WHAT YOU SHOULD DO ->
Nothing in the records should differ when they are repeated. Restate them word for word.

DATA TO EXAMINE ->
________________________________________
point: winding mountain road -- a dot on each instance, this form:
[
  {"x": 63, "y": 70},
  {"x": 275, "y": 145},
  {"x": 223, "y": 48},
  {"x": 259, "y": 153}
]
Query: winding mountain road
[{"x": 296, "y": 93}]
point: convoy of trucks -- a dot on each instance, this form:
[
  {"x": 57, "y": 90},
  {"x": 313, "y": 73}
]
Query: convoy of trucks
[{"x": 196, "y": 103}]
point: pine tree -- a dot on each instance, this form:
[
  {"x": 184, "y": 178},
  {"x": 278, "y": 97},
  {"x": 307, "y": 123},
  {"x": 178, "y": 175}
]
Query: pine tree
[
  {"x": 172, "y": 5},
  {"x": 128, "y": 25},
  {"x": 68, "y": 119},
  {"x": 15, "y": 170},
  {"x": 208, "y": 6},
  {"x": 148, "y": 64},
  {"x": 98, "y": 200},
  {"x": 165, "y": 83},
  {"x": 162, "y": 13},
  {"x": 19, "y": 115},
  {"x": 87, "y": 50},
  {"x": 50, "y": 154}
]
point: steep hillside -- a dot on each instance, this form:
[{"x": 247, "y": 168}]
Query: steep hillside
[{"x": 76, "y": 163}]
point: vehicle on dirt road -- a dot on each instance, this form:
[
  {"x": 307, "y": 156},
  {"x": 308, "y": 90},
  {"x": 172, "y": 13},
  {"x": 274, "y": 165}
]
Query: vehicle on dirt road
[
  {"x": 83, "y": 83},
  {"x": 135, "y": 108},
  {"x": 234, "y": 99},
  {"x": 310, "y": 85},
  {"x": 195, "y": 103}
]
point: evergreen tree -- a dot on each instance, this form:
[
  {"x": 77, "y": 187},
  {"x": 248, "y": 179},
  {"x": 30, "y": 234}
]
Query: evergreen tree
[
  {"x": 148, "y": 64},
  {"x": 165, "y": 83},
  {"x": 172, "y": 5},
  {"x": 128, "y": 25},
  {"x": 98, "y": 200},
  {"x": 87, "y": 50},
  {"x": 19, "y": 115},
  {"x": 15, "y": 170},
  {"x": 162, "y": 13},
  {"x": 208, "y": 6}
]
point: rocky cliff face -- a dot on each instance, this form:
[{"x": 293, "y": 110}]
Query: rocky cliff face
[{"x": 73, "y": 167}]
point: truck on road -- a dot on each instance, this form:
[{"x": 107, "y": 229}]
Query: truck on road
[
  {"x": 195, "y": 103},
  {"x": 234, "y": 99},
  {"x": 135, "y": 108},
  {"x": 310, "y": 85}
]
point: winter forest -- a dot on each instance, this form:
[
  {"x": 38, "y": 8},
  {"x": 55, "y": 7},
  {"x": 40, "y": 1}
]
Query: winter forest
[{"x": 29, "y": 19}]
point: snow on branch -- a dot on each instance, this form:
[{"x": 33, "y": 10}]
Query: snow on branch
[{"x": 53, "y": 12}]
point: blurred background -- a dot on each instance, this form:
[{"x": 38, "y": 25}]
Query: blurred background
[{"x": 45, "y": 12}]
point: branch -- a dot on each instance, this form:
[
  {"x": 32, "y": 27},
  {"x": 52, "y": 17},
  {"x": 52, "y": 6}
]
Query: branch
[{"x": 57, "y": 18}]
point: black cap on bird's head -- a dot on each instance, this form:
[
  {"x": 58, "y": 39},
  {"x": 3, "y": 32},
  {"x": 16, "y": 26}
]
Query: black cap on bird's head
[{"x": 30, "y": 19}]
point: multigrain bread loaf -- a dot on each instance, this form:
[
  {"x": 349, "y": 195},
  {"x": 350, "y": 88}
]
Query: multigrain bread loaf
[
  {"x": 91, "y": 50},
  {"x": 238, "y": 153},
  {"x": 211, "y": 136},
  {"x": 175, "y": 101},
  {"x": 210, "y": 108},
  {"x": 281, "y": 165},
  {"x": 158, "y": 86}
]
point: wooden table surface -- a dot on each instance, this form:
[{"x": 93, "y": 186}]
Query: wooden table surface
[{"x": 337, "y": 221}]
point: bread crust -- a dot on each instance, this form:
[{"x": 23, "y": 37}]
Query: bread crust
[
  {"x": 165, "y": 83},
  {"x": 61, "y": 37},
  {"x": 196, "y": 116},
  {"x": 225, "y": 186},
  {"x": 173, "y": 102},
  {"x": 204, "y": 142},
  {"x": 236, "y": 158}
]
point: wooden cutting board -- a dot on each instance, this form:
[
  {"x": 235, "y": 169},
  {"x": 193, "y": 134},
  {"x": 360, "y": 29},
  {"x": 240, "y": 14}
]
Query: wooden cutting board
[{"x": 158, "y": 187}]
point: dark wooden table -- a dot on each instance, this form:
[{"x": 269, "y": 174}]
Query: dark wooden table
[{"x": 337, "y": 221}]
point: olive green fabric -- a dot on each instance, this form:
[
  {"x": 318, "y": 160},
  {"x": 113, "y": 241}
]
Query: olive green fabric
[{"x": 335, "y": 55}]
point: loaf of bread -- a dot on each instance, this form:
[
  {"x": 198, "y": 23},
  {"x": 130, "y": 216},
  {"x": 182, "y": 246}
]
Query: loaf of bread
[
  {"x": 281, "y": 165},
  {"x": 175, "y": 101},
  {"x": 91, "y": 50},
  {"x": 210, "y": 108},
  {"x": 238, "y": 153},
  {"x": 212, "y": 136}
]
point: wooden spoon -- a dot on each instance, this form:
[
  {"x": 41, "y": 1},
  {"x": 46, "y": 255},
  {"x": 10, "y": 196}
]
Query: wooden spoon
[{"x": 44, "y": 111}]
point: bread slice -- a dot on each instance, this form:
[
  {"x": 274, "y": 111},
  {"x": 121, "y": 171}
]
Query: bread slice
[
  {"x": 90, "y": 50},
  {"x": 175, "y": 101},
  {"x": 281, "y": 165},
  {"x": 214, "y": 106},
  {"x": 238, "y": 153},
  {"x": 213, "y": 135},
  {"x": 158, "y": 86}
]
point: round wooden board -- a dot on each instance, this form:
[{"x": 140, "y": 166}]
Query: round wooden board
________________________________________
TASK OUTPUT ->
point: winding mountain road -- a dot on each instance, this form:
[
  {"x": 63, "y": 70},
  {"x": 275, "y": 145},
  {"x": 223, "y": 48},
  {"x": 259, "y": 153}
]
Query: winding mountain road
[{"x": 296, "y": 93}]
point: convoy of trucks -- a dot on each instance, this form:
[
  {"x": 57, "y": 90},
  {"x": 313, "y": 73}
]
Query: convoy of trucks
[{"x": 196, "y": 103}]
point: pine tree -- a dot on each instance, this form:
[
  {"x": 184, "y": 178},
  {"x": 278, "y": 97},
  {"x": 307, "y": 123},
  {"x": 178, "y": 175}
]
Query: pine tree
[
  {"x": 172, "y": 5},
  {"x": 128, "y": 25},
  {"x": 68, "y": 119},
  {"x": 15, "y": 170},
  {"x": 208, "y": 6},
  {"x": 148, "y": 64},
  {"x": 98, "y": 200},
  {"x": 165, "y": 83},
  {"x": 162, "y": 13},
  {"x": 19, "y": 115},
  {"x": 87, "y": 50},
  {"x": 50, "y": 154}
]
point: steep hillside -- a dot on each instance, this form:
[{"x": 247, "y": 168}]
Query: steep hillside
[{"x": 76, "y": 163}]
point: vehicle on dirt road -- a dot on each instance, this form:
[
  {"x": 307, "y": 156},
  {"x": 308, "y": 90},
  {"x": 172, "y": 13},
  {"x": 274, "y": 165}
]
Query: vehicle on dirt road
[
  {"x": 83, "y": 83},
  {"x": 135, "y": 108},
  {"x": 234, "y": 99},
  {"x": 310, "y": 85},
  {"x": 195, "y": 103}
]
point: evergreen tree -- a dot on each instance, this form:
[
  {"x": 77, "y": 187},
  {"x": 248, "y": 179},
  {"x": 30, "y": 234}
]
Query: evergreen tree
[
  {"x": 148, "y": 64},
  {"x": 165, "y": 83},
  {"x": 172, "y": 5},
  {"x": 128, "y": 25},
  {"x": 98, "y": 200},
  {"x": 87, "y": 50},
  {"x": 19, "y": 115},
  {"x": 15, "y": 170},
  {"x": 162, "y": 13},
  {"x": 208, "y": 6}
]
point: rocky cliff face -- a dot on each instance, this form:
[{"x": 293, "y": 110}]
Query: rocky cliff face
[{"x": 73, "y": 167}]
point: truck on road -- a dot on each instance, this form:
[{"x": 107, "y": 229}]
Query: truck on road
[
  {"x": 195, "y": 103},
  {"x": 234, "y": 99},
  {"x": 135, "y": 108},
  {"x": 310, "y": 85}
]
point: winter forest -- a dot on each instance, this form:
[
  {"x": 38, "y": 8},
  {"x": 55, "y": 7},
  {"x": 40, "y": 1}
]
Query: winter forest
[{"x": 29, "y": 19}]
point: snow on branch -- a dot on each instance, this form:
[{"x": 33, "y": 10}]
Query: snow on branch
[{"x": 53, "y": 12}]
point: blurred background -- a dot on each instance, this form:
[{"x": 38, "y": 25}]
Query: blurred background
[{"x": 45, "y": 12}]
point: branch -- a dot on each instance, this form:
[
  {"x": 32, "y": 27},
  {"x": 52, "y": 17},
  {"x": 52, "y": 6}
]
Query: branch
[{"x": 57, "y": 18}]
point: black cap on bird's head -- a dot on each instance, this form:
[
  {"x": 58, "y": 39},
  {"x": 3, "y": 32},
  {"x": 16, "y": 26}
]
Query: black cap on bird's head
[{"x": 30, "y": 19}]
point: multigrain bread loaf -- a dot on each instance, this form:
[
  {"x": 349, "y": 195},
  {"x": 350, "y": 88}
]
Query: multigrain bread loaf
[
  {"x": 91, "y": 50},
  {"x": 238, "y": 153},
  {"x": 211, "y": 136},
  {"x": 175, "y": 101},
  {"x": 210, "y": 108},
  {"x": 281, "y": 165},
  {"x": 158, "y": 86}
]
point: wooden table surface -- a dot on each instance, this form:
[{"x": 93, "y": 186}]
Query: wooden table surface
[{"x": 337, "y": 221}]
point: bread crust -- a dot on each instance, this form:
[{"x": 23, "y": 37}]
Query: bread crust
[
  {"x": 165, "y": 83},
  {"x": 61, "y": 37},
  {"x": 196, "y": 116},
  {"x": 225, "y": 186},
  {"x": 173, "y": 102},
  {"x": 204, "y": 142},
  {"x": 236, "y": 158}
]
point: wooden cutting board -- a dot on each instance, this form:
[
  {"x": 235, "y": 169},
  {"x": 193, "y": 134},
  {"x": 360, "y": 29},
  {"x": 240, "y": 14}
]
Query: wooden cutting board
[{"x": 158, "y": 187}]
point: dark wooden table -- a dot on each instance, this form:
[{"x": 269, "y": 174}]
Query: dark wooden table
[{"x": 337, "y": 221}]
point: olive green fabric -- a dot on each instance, this form:
[
  {"x": 318, "y": 160},
  {"x": 113, "y": 241}
]
Query: olive green fabric
[{"x": 335, "y": 55}]
point: loaf of bread -- a dot on each instance, this form:
[
  {"x": 198, "y": 23},
  {"x": 130, "y": 216},
  {"x": 182, "y": 246}
]
Query: loaf of bread
[
  {"x": 281, "y": 165},
  {"x": 175, "y": 101},
  {"x": 91, "y": 50},
  {"x": 210, "y": 108},
  {"x": 238, "y": 153},
  {"x": 212, "y": 136}
]
point: wooden spoon -- a dot on each instance, this form:
[
  {"x": 41, "y": 1},
  {"x": 46, "y": 255},
  {"x": 10, "y": 196}
]
Query: wooden spoon
[{"x": 44, "y": 111}]
point: bread slice -- a dot on each instance, this form:
[
  {"x": 274, "y": 111},
  {"x": 121, "y": 171}
]
Query: bread slice
[
  {"x": 90, "y": 50},
  {"x": 175, "y": 101},
  {"x": 281, "y": 165},
  {"x": 214, "y": 106},
  {"x": 238, "y": 153},
  {"x": 213, "y": 135},
  {"x": 158, "y": 86}
]
point: round wooden board -- a dot on each instance, this form:
[{"x": 140, "y": 166}]
Query: round wooden board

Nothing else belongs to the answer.